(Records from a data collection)
►

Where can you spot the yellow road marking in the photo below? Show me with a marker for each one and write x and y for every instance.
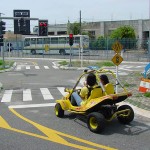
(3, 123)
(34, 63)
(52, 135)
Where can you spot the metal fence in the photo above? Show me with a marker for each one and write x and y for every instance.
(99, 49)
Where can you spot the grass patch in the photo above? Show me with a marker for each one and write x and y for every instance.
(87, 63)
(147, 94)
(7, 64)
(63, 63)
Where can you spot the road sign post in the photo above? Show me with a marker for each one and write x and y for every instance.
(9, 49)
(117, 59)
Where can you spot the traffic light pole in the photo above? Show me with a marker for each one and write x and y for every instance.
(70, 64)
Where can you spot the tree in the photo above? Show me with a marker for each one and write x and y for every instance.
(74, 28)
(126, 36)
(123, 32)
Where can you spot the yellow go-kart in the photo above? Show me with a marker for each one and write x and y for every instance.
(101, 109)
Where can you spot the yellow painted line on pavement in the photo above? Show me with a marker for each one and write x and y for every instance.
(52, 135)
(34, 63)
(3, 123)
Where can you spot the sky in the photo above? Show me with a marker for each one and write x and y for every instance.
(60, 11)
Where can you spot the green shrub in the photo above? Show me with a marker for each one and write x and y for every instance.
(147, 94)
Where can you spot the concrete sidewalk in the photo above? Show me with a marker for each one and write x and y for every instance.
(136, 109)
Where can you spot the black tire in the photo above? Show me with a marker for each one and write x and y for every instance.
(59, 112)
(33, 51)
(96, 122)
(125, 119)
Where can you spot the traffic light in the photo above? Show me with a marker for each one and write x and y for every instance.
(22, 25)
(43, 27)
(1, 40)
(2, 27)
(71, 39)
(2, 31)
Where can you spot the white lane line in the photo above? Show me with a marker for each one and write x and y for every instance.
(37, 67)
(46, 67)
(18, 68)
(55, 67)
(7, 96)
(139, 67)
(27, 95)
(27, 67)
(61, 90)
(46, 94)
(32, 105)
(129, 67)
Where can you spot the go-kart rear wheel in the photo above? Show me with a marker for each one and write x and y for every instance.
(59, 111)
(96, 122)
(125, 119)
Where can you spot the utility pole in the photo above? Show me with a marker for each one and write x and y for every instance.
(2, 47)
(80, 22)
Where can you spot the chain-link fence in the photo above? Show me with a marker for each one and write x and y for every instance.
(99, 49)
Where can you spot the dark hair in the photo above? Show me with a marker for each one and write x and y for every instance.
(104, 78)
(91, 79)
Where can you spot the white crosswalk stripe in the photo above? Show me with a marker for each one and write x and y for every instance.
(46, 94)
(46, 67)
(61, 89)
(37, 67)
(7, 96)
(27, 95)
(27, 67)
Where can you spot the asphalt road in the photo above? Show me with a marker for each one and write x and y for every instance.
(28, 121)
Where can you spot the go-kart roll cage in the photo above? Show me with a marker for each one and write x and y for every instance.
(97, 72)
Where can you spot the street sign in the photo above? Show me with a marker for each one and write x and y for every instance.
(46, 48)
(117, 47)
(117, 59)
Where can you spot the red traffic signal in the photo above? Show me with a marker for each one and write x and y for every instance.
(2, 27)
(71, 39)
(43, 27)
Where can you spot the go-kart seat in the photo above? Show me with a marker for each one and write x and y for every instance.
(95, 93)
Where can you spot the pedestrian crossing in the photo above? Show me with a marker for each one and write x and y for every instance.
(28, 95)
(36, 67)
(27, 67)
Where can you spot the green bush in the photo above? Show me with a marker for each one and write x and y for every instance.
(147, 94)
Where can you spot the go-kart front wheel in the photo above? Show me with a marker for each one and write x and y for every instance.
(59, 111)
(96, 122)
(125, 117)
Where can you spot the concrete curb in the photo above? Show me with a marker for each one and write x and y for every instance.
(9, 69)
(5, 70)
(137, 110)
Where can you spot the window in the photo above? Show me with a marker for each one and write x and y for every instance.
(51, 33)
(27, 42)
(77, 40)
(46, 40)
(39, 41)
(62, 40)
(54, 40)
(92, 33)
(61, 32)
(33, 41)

◄
►

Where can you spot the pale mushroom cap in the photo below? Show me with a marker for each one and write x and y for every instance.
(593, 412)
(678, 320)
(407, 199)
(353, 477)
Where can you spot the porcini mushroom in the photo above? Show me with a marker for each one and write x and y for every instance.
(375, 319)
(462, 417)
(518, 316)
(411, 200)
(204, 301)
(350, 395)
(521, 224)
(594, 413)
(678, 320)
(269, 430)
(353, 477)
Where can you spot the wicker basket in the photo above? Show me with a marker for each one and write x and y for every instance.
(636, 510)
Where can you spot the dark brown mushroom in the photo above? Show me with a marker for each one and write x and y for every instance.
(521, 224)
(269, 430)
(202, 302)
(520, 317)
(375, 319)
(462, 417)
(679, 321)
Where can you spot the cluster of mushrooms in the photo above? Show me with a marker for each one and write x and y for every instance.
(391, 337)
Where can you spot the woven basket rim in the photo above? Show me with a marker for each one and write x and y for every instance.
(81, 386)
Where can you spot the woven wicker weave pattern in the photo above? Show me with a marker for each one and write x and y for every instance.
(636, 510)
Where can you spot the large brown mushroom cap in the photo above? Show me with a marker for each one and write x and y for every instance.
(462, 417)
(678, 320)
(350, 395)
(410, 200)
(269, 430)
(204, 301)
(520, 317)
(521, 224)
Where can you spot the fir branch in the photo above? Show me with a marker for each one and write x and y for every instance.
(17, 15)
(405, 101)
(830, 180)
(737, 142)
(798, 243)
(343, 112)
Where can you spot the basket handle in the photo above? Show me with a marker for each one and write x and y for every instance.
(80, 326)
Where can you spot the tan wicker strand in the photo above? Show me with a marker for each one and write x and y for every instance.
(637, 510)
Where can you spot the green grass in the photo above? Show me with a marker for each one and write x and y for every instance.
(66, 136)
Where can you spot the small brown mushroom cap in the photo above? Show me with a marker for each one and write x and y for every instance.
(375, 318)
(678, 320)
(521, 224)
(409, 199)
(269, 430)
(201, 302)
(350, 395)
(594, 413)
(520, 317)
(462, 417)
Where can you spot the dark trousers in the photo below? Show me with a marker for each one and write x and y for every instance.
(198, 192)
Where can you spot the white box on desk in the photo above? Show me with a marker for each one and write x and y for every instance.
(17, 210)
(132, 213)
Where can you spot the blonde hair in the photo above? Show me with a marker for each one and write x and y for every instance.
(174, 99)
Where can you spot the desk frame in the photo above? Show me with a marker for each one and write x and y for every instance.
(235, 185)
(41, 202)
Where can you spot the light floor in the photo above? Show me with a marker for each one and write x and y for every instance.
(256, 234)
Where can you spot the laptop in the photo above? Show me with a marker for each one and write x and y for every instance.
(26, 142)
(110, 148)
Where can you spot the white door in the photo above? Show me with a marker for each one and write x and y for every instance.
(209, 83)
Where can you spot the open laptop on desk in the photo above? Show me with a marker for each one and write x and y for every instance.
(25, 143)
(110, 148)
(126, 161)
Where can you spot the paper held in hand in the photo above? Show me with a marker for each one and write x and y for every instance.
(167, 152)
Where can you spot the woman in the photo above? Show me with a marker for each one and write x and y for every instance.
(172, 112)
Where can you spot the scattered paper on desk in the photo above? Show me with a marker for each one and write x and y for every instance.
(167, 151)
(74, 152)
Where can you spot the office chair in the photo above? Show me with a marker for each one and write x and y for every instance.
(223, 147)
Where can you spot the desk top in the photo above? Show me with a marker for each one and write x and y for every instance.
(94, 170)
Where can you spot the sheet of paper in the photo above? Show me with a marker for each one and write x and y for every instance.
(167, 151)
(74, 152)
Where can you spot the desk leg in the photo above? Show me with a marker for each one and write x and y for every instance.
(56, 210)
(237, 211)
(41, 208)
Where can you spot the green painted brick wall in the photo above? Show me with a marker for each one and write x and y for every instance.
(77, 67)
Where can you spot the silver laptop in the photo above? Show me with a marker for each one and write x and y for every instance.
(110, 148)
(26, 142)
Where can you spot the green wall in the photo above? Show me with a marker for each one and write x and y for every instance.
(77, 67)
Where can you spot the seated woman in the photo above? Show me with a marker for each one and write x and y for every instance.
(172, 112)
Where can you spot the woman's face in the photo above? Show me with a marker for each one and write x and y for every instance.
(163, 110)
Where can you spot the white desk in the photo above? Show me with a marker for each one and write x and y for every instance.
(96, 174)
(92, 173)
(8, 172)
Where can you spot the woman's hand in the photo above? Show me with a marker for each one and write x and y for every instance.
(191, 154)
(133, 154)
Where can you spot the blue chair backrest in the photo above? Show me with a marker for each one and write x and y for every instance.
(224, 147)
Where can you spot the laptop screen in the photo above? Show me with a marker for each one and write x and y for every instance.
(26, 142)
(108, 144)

◄

» Goal: Find every line in the entries above that contains the word "dark", and copy each one.

» Output for this task:
Where can you spot the dark hair in the photo above? Show me with a marker for each one and write x and y for every instance.
Where can you spot the dark brown mushroom in the photo above? Show me with a marker for each one and write x and y for every instance.
Where can you spot the dark trousers in the photo below? Show me with a marker for each one and write x and y for every instance.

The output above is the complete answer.